[WHAT THE EXERCISE ASKS] Every line from the one containing "Isolate the dark bush visible in the picture." to the end of the records below, written out word for word, is the whole answer.

[Collection entries]
*** Begin section ***

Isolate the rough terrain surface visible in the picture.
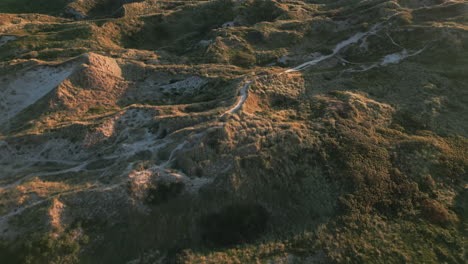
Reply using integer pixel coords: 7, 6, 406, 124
0, 0, 467, 263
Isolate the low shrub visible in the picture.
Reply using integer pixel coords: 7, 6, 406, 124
231, 51, 256, 67
146, 181, 185, 205
421, 199, 453, 225
200, 203, 269, 247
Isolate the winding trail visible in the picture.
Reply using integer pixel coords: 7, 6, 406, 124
0, 14, 428, 234
224, 80, 252, 115
222, 23, 382, 115
222, 16, 425, 115
0, 125, 218, 232
283, 23, 381, 74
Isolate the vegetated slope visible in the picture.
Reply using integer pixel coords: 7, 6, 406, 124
0, 0, 71, 15
0, 0, 145, 19
0, 0, 467, 263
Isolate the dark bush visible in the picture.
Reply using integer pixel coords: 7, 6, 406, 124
231, 51, 256, 67
200, 203, 269, 247
146, 181, 185, 205
0, 241, 20, 264
393, 110, 429, 133
421, 199, 452, 225
87, 106, 107, 114
239, 0, 285, 25
6, 229, 89, 264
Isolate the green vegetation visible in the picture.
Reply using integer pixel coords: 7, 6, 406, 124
231, 51, 256, 67
0, 228, 88, 264
22, 230, 88, 264
200, 203, 269, 247
145, 181, 185, 205
0, 0, 70, 15
87, 106, 108, 114
0, 0, 467, 263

*** End section ***

[RESULT OF THE EXERCISE]
Isolate the dark bush visible in the picture.
Reply using integer pixel coords: 7, 6, 406, 124
231, 51, 256, 67
200, 203, 269, 247
146, 181, 185, 205
0, 241, 20, 264
393, 110, 429, 133
421, 199, 452, 225
87, 106, 107, 114
239, 0, 285, 25
6, 229, 89, 264
Isolate the green vegetation visible in the picture.
Reply using integer pixel coords: 7, 6, 406, 124
231, 51, 256, 67
0, 228, 88, 264
22, 230, 88, 264
200, 203, 269, 247
145, 181, 185, 205
0, 0, 70, 15
87, 106, 108, 114
0, 0, 467, 263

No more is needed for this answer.